Receivables purchasing arrangement

Summary by AI BETAClose X

Synthomer plc has entered into a temporary trade receivables purchasing arrangement with Rainbow State Limited, a subsidiary of its largest shareholder KLK, to enhance short-term financial flexibility and maintain covenant headroom. Under this agreement, KLK will purchase approximately £50 million of Synthomer's trade receivables due by February 28, 2026, which are not eligible for the company's existing €200 million facility. The total receivables under both arrangements are expected to not exceed €200 million, or approximately £175 million. The board, excluding interested parties, considers this arrangement fair and reasonable for shareholders, as advised by their sponsor.

Disclaimer*

Synthomer PLC
18 December 2025
 

Synthomer plc
Receivables purchasing arrangement

 

Synthomer plc ('Synthomer' or the 'Company') today announces that it has entered into a trade receivables purchasing arrangement with Rainbow State Limited, a subsidiary of its largest shareholder Kuala Lumpur Kepong Berhad Group ('KLK'). The Company has put this temporary arrangement in place with the support of KLK to provide additional short-term financial flexibility and ensure a prudent level of banking covenant headroom at year end.

 

Under the arrangement, the Company and KLK have agreed that KLK will purchase c.£50m of Company trade receivables due on or before 28 February 2026, which are not eligible for inclusion in the Company's existing committed €200m non-recourse receivables financing facility. It is anticipated that receivables purchased under the arrangement and in the existing committed receivables financing facility together will not exceed €200m (c.£175m). The purchasing arrangement terms have been agreed on an arms-length basis and are consistent with terms available from third party market participants for an arrangement of this nature.

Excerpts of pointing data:
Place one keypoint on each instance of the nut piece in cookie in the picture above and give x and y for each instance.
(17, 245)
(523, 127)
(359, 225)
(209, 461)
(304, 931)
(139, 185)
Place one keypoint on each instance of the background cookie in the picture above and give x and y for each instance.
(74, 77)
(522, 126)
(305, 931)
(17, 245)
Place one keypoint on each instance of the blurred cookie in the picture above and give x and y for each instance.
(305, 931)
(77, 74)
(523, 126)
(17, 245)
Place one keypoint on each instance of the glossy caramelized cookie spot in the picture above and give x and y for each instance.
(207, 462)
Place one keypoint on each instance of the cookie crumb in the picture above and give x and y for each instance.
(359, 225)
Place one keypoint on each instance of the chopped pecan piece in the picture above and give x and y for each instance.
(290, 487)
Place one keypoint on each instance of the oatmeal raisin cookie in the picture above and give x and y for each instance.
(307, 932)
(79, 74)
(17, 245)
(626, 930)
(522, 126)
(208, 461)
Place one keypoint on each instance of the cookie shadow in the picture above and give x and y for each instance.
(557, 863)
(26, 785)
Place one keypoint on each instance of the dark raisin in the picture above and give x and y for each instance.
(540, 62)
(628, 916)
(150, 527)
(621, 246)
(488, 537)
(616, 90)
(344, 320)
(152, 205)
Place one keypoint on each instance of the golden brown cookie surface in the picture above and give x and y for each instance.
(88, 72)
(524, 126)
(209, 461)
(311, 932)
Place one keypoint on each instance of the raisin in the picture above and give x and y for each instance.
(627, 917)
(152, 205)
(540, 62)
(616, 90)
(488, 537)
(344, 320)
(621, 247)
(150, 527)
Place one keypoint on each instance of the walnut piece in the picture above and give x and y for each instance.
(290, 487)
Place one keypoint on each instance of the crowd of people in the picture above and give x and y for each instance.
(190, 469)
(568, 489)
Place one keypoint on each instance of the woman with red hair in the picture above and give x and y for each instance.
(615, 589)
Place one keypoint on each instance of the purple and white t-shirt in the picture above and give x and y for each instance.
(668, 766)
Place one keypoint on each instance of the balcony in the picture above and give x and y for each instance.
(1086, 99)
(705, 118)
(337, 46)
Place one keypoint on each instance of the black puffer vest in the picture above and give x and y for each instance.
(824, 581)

**Job**
In the receivables announcement, by what date must the trade receivables that KLK buys be due? Rely only on the text for your answer, not on the material.

**Output of the task**
On or before 28 February 2026.